Exercise details: Pick out each line in the rows below that contains the word "instance", and copy those lines.

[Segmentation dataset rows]
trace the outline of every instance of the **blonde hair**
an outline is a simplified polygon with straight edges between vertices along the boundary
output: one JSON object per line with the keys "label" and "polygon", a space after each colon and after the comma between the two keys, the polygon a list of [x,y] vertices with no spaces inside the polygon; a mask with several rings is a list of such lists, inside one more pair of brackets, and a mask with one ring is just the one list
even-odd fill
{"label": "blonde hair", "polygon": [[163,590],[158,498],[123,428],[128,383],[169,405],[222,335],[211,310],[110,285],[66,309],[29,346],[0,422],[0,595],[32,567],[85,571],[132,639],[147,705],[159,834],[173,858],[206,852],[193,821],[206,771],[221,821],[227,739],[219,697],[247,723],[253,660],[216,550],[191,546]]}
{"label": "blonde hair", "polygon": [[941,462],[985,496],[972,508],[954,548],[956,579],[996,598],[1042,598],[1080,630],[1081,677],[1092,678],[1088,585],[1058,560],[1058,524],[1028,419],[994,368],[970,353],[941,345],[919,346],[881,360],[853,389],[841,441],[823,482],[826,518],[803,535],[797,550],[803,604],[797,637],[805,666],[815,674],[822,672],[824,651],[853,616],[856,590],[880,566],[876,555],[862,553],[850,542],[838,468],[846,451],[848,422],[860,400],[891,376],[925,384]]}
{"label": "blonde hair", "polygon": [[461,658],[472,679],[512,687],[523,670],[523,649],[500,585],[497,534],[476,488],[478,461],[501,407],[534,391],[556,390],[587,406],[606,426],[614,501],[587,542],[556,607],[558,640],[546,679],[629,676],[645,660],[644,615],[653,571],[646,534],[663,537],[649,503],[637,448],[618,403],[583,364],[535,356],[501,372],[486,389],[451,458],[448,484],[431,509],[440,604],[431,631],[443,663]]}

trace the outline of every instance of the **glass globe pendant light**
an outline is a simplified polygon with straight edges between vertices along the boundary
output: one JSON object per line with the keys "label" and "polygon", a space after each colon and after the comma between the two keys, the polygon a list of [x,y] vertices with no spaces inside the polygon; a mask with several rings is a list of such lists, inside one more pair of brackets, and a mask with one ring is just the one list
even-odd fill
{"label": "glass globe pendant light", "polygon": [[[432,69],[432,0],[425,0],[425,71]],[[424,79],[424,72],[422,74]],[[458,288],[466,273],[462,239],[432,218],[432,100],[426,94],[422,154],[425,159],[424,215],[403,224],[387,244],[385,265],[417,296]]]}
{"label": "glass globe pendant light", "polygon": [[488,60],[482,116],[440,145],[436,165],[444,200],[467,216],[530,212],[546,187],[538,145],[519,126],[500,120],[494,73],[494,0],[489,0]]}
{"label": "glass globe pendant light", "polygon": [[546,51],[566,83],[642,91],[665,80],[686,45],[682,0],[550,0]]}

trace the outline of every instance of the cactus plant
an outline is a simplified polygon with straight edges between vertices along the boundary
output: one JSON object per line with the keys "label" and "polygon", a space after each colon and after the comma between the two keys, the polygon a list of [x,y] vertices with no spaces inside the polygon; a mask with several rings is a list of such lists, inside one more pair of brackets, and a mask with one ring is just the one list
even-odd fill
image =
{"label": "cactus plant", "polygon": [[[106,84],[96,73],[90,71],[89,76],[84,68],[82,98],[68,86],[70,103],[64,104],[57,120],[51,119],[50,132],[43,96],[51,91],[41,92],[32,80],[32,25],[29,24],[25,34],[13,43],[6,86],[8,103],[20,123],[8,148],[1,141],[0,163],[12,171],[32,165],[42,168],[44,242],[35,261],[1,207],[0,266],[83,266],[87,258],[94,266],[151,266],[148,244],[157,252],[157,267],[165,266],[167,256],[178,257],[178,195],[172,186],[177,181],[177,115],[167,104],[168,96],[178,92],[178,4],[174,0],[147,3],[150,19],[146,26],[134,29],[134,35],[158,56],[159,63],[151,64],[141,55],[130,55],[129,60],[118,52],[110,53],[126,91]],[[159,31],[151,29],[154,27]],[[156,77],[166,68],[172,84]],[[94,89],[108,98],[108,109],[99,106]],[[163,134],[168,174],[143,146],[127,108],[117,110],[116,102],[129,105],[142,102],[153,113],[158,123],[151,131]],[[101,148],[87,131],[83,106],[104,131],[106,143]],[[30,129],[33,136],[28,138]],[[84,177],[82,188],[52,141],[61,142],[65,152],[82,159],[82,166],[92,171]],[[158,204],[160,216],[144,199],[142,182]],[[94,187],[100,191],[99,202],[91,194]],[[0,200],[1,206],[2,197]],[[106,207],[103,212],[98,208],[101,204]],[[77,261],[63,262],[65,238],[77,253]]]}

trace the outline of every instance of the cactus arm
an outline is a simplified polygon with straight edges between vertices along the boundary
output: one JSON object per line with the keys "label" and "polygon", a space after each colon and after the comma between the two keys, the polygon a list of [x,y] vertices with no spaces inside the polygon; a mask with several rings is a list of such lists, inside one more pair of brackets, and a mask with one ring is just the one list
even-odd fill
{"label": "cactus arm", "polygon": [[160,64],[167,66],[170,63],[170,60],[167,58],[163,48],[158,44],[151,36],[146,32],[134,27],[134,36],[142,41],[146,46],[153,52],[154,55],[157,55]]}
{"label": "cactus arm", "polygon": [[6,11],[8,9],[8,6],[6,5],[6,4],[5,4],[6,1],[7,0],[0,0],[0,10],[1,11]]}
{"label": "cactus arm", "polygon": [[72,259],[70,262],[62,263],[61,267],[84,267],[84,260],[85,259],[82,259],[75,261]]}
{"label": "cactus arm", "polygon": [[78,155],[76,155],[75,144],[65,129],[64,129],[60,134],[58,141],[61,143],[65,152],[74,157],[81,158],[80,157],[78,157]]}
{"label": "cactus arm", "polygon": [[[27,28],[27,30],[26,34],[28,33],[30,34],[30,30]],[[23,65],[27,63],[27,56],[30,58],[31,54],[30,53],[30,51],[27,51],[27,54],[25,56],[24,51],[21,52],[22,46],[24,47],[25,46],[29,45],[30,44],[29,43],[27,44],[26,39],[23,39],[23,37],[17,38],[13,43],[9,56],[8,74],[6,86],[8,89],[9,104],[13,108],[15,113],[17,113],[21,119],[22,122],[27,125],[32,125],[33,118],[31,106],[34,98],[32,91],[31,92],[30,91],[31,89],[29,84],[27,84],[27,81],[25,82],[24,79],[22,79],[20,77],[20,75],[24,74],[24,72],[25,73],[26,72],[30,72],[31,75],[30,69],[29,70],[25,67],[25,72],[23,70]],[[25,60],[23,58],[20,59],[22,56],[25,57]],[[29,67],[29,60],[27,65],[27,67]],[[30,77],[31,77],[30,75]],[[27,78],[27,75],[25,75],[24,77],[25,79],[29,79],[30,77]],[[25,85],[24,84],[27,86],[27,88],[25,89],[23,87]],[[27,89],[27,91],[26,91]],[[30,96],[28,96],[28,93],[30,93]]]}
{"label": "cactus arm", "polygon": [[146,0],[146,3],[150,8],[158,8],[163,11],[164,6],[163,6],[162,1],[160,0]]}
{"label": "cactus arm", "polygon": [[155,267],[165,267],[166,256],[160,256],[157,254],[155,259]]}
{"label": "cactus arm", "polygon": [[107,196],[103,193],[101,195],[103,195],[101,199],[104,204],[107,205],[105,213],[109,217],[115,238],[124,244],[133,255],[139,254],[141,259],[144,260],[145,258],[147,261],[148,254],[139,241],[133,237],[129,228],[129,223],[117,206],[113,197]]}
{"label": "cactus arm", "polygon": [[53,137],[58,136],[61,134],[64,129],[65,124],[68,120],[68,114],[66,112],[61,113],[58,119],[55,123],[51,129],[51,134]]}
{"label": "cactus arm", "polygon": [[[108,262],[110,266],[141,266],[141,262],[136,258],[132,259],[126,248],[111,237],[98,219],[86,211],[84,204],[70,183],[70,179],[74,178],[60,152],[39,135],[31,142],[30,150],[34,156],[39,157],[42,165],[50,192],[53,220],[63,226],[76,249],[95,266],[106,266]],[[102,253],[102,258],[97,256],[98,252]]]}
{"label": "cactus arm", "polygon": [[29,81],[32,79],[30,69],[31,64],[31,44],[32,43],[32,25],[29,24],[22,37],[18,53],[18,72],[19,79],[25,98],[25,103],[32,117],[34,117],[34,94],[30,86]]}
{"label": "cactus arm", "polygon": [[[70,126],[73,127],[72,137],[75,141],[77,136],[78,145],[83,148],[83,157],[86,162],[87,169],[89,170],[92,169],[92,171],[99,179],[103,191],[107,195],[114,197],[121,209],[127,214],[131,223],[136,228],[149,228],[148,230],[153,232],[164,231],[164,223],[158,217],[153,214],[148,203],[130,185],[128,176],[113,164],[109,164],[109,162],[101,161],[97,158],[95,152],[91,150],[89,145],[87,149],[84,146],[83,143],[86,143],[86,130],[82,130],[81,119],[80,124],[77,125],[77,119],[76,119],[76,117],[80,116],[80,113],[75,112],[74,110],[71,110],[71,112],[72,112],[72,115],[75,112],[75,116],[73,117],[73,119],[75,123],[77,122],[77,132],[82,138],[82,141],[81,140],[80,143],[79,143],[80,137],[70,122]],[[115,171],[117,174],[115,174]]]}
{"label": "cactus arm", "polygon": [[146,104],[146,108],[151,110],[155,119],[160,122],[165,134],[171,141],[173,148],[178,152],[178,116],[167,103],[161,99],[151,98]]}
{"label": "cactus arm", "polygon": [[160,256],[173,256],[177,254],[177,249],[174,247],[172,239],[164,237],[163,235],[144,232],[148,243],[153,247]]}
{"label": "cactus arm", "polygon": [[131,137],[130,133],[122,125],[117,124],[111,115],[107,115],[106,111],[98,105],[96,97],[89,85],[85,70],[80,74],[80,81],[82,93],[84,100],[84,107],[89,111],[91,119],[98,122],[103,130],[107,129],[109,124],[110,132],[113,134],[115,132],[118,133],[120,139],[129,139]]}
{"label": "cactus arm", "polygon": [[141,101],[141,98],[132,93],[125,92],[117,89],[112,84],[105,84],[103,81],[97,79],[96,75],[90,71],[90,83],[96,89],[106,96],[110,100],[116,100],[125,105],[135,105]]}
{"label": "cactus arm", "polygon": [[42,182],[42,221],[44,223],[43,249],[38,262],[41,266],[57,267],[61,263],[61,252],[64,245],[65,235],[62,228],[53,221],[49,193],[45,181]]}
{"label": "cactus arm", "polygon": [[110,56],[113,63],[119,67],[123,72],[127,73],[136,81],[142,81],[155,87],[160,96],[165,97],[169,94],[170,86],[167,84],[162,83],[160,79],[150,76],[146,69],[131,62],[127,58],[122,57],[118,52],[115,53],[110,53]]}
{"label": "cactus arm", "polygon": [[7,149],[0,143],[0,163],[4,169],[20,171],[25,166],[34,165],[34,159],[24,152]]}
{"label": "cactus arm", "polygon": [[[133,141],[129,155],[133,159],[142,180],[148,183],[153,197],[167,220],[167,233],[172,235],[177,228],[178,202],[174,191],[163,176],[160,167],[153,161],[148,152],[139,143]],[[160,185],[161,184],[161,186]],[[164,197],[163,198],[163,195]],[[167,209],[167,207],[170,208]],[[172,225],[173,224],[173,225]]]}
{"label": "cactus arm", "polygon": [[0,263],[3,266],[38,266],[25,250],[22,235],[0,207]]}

Completed exercise:
trace the outline of every instance of the **blonde hair**
trace the outline of every instance of the **glass globe pendant light**
trace the outline of every instance of the cactus plant
trace the outline of every instance of the cactus arm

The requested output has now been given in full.